• [Supplied material]
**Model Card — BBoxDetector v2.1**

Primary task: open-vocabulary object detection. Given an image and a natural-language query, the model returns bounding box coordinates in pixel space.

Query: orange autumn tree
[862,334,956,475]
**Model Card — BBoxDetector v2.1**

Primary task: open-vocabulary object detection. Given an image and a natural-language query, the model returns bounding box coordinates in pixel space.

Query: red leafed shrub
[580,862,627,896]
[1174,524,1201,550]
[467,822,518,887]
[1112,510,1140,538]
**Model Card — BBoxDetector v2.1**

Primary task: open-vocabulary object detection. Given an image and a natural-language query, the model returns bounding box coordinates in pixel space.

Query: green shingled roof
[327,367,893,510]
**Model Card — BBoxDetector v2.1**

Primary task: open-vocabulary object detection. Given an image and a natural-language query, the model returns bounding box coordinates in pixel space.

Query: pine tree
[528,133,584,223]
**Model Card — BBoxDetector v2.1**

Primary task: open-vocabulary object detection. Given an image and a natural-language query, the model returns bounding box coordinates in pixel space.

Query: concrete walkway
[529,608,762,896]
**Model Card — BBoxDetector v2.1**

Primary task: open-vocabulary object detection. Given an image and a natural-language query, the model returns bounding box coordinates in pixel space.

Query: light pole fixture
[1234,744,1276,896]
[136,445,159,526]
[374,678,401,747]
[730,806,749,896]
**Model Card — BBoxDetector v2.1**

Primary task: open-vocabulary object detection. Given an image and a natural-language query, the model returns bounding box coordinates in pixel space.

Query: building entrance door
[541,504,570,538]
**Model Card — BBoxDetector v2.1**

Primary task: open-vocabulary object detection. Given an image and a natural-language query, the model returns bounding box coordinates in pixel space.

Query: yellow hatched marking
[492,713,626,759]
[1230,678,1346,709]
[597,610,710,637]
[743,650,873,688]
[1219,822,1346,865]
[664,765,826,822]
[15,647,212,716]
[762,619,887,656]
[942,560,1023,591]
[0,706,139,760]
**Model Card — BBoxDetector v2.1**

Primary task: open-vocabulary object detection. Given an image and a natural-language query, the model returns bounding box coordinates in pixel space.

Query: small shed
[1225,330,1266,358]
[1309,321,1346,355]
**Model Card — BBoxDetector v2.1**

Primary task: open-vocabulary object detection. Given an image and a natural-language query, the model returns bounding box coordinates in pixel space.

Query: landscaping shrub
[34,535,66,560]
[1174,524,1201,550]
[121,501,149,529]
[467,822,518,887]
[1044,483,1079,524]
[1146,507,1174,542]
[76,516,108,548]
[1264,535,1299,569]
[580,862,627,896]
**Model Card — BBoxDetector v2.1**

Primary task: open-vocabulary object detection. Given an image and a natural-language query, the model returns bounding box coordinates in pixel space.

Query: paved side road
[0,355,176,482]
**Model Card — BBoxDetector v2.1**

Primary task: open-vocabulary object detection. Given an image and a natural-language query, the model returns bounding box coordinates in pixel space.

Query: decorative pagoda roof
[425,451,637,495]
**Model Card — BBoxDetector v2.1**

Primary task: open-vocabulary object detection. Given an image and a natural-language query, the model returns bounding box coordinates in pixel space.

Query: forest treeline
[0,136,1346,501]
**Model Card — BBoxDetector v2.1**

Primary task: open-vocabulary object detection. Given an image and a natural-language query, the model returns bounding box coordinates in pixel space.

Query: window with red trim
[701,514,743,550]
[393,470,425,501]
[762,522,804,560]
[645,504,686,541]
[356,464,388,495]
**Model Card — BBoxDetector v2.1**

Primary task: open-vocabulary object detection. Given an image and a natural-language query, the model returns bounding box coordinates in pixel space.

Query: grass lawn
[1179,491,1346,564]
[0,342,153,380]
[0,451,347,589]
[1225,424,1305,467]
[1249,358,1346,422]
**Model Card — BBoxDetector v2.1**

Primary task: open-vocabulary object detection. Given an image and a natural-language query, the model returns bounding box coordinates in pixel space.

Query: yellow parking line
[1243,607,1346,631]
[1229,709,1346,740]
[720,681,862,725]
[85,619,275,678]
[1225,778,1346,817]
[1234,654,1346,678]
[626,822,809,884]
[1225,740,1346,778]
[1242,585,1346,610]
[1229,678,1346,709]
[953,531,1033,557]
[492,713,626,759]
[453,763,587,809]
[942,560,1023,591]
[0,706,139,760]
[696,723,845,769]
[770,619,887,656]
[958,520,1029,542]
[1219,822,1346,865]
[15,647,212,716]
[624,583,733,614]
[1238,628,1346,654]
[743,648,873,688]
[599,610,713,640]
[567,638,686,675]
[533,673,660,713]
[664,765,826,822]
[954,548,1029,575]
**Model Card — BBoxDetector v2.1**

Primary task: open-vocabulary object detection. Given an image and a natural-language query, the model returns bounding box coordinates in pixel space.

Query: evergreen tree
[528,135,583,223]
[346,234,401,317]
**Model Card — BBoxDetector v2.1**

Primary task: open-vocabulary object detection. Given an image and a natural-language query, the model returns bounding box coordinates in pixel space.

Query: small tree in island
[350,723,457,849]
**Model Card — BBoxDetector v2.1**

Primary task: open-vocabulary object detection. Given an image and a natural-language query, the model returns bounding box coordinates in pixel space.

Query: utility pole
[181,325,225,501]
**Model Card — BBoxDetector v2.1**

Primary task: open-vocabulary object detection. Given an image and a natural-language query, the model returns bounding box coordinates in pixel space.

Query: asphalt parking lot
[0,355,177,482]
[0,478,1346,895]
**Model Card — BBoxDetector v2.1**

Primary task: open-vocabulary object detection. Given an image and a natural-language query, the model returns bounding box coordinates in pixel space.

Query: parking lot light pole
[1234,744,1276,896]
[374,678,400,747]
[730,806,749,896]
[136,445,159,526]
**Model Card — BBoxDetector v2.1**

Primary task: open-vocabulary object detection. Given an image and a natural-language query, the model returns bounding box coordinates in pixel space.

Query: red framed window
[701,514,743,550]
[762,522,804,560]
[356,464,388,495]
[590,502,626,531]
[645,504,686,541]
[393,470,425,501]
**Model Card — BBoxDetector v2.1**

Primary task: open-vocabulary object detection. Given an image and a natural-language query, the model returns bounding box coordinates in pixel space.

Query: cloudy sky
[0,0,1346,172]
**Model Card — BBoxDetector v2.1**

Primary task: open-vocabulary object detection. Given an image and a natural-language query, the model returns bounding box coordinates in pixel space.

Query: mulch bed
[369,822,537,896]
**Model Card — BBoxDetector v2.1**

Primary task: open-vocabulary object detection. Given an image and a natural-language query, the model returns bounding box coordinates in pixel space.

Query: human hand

• [Exercise requirements] Begin at the start of the material and stop after the line containing "[541,504,570,538]". Rewrite every line, text included, with each bounding box coordinate multiplied by 0.65 and rounded to a whole number, halves rounding up.

• [Answer below]
**Model Card — BBoxDetector v2.1**

Primary task: open-vocabulary object detection. Given an image and a natural-language query, the model returns bounding box coordinates in pixel space.

Query: orange autumn tree
[560,217,621,309]
**Model Card — BBoxDetector v2.1**

Primary task: open-vocabulary object detection. Given an image and a natural-language query, the model returns bounding box coordinates in pixel space.

Query: red leafed shrub
[377,560,408,582]
[763,341,781,358]
[304,534,337,577]
[723,332,741,350]
**Model Card — BBoxDetector v2.1**

Primary task: open-vocabulary object detection. Given an image and a natural-language query, the model returns bounding box coordinates in pixel space.

Query: green shingled roof
[213,239,580,332]
**Model Card — BBoxDetector v2.1**

Primary task: open-vocabulary object detection. Given an image and a natural-language query, the model returns bounding box coordinates in pixel space.

Query: pine tree
[343,86,380,145]
**Model Card — BBoxDetector v2.1**

Primary task: open-vocabulary object detection. Given an image and a natural-language query, the model returns bounding box coordinates in pixel space.

Query: concrete walkway
[344,395,495,582]
**Model Card — BBoxDetector v2.1**

Primary task: open-vocabulary object detection. Given an image and a natural-language query, the model returns bounding box coordinates in pixel space.

Query: light pole fixture
[802,484,829,582]
[88,289,103,342]
[243,441,261,486]
[475,524,487,582]
**Model Card — BBoxDetector v2.1**

Primary task: open-vocabulary object detection. Given an image and a natural-language query, the model returns bounding box coordinates in pixel space.

Query: building entrance door
[352,328,371,350]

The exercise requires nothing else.